── Supplied text

In this article, we will demonstrate the implementation of a Deep Autoencoder in PyTorch for reconstructing images. This deep learning model will be trained on the MNIST handwritten digits and it will reconstruct the digit images after learning the representation of the input images. 

Autoencoder

Autoencoders are the variants of Artificial Neural Networks which are generally used to learn the efficient data codings in an unsupervised manner. They usually learn in a representation learning scheme where they learn the encoding for a set of data. The network reconstructs the input data in a much similar way by learning its representation. The basic architecture of am Autoencoder is shown below.

deep Autoencoder in pytorch

(Image Source: Wikipedia)

The architecture generally comprises an input layer, an output layer and one or more hidden layers that connect input and output layers. The output layer has the same number of nodes as of input layers because of the purpose that it reconstructs the inputs. In its general form, there is only one hidden layer, but in case of deep autoencoders, there are multiple hidden layers. This increased depth reduces the computational cost of representing some functions and it decreases the amount of training data required to learn some functions. The popular applications of autoencoder include anomaly detection, image processing, information retrieval, drug discovery etc.

Implementing Deep Autoencoder in PyTorch

First of all, we will import all the required libraries.

import os
import torch 
import torchvision
import torch.nn as nn
import torchvision.transforms as transforms
import torch.optim as optim
import matplotlib.pyplot as plt
import torch.nn.functional as F
from torchvision import datasets
from torch.utils.data import DataLoader
from torchvision.utils import save_image
from PIL import Image

Now, we will define the values for the hyperparameters.

Epochs = 100
Lr_Rate = 1e-3
Batch_Size = 128

The below function will be used for image transformation that is required for the PyTorch model.

transform = transforms.Compose([
    transforms.ToTensor(),
    transforms.Normalize((0.5,), (0.5,))
])

Using the below code snippet, we will download the MNIST handwritten digit dataset and get it ready for further processing.

train_set = datasets.MNIST(root='./data', train=True, download=True, transform=transform)
test_set = datasets.MNIST(root='./data', train=False, download=True, transform=transform)

train_loader = DataLoader(train_set, Batch_Size=Batch_Size, shuffle=True)
test_loader = DataLoader(test_set, Batch_Size=Batch_Size, shuffle=True)

Let us see some information on the training data and its classes.

print(train_set)

deep Autoencoder in pytorch









print(train_set.classes)

deep Autoencoder in pytorch









In the next step, we will define the Autoencoder class that will be used to define the main model.

class Autoencoder(nn.Module):
    def __init__(self):
        super(Autoencoder, self).__init__()

        #Encoder
        self.enc1 = nn.Linear(in_features=784, out_features=256) # Input image (28*28 = 784)
        self.enc2 = nn.Linear(in_features=256, out_features=128)
        self.enc3 = nn.Linear(in_features=128, out_features=64)

────
── Given entries

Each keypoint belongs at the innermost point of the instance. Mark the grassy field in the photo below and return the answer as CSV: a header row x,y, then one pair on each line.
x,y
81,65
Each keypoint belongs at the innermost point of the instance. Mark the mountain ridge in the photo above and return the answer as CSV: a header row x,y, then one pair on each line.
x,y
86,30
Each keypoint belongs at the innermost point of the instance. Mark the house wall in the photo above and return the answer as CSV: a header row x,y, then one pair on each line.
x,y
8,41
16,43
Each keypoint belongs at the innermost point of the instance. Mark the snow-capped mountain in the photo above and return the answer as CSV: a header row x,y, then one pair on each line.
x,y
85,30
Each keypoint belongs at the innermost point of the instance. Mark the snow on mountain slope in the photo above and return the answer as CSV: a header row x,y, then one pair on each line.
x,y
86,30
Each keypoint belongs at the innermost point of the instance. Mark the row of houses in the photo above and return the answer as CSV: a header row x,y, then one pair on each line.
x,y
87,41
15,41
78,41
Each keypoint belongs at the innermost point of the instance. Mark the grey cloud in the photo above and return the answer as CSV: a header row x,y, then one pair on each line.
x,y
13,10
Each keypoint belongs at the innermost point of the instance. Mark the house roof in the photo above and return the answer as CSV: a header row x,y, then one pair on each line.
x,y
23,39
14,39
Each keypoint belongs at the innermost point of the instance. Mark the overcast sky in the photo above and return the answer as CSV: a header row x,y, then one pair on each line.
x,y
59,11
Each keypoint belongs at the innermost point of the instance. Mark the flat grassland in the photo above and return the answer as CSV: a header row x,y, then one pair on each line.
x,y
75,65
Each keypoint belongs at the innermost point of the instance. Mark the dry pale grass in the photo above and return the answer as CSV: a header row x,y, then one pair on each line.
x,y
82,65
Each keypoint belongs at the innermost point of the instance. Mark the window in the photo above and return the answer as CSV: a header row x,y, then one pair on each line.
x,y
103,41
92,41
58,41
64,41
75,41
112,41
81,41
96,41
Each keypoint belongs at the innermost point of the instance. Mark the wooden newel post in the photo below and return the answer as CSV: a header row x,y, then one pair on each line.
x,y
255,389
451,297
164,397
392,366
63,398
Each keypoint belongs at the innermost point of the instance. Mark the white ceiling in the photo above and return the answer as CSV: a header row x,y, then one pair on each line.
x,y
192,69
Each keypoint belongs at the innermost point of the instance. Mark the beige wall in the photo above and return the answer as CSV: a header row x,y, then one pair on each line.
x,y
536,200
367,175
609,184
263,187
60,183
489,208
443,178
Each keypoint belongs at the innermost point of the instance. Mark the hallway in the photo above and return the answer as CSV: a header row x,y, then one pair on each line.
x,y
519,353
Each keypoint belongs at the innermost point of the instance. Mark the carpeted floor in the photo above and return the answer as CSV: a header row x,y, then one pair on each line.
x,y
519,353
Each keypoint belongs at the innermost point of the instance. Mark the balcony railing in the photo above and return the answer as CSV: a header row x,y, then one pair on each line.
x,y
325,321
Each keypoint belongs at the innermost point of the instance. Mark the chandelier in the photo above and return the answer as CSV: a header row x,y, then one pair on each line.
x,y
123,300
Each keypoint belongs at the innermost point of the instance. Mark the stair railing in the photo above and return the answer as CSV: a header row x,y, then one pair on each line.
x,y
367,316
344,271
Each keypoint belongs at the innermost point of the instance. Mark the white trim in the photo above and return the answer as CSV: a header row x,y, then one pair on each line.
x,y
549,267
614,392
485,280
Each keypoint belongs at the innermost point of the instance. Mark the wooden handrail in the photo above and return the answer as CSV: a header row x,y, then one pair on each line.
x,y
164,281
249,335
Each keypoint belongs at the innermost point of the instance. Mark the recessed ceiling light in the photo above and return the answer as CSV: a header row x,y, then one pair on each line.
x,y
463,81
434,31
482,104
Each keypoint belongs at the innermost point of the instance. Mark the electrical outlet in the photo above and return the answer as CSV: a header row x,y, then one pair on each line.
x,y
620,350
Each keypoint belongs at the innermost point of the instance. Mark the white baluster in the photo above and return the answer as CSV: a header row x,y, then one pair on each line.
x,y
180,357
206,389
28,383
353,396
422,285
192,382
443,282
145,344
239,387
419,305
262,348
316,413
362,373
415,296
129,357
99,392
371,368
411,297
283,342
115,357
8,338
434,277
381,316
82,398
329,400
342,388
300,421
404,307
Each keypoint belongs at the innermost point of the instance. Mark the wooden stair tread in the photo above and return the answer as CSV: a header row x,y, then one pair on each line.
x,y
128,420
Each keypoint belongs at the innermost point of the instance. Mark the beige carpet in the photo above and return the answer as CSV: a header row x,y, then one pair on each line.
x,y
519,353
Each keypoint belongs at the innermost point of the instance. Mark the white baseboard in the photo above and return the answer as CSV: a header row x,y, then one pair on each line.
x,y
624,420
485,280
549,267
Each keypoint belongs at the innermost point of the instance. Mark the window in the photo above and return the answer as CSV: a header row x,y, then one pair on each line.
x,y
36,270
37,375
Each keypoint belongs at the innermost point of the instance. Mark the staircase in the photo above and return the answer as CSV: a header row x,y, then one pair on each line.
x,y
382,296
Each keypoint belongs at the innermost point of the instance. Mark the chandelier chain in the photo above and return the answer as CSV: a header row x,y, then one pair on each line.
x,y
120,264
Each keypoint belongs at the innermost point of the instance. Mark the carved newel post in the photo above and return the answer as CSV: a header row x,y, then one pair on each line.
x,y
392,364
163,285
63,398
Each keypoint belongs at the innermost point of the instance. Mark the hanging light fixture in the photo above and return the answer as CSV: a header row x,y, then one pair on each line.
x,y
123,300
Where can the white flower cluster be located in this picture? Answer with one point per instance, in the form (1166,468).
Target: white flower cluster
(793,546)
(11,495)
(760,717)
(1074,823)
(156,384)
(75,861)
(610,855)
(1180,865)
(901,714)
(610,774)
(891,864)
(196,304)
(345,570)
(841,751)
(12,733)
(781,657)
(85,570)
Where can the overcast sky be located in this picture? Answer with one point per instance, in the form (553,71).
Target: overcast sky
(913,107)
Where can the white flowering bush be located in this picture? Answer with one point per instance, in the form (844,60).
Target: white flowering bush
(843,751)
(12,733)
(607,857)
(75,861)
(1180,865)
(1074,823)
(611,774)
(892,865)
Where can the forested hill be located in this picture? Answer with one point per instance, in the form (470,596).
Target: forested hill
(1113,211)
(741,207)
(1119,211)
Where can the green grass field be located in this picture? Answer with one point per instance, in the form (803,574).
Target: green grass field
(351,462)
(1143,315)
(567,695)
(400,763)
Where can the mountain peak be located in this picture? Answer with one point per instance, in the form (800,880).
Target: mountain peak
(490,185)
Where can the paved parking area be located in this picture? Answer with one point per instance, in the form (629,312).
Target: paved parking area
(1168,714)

────

Short task 1
Summarize the deep autoencoder tutorial in two sentences.
Short task 2
In one or two sentences, explain why the deep autoencoder tutorial says the output layer has as many nodes as the input layer.

Written solution 1
The deep autoencoder tutorial sets out to build a deep autoencoder in PyTorch that is trained on MNIST handwritten digits and reconstructs the digit images after learning their representation. It describes autoencoders as neural networks that learn efficient data codings in an unsupervised manner, notes that deep autoencoders have multiple hidden layers, and then begins the implementation by importing libraries, setting hyperparameters, transforming and loading the data, and defining the encoder layers of the model.

Written solution 2
The output layer has the same number of nodes as the input layer because the purpose of the network is to reconstruct its inputs.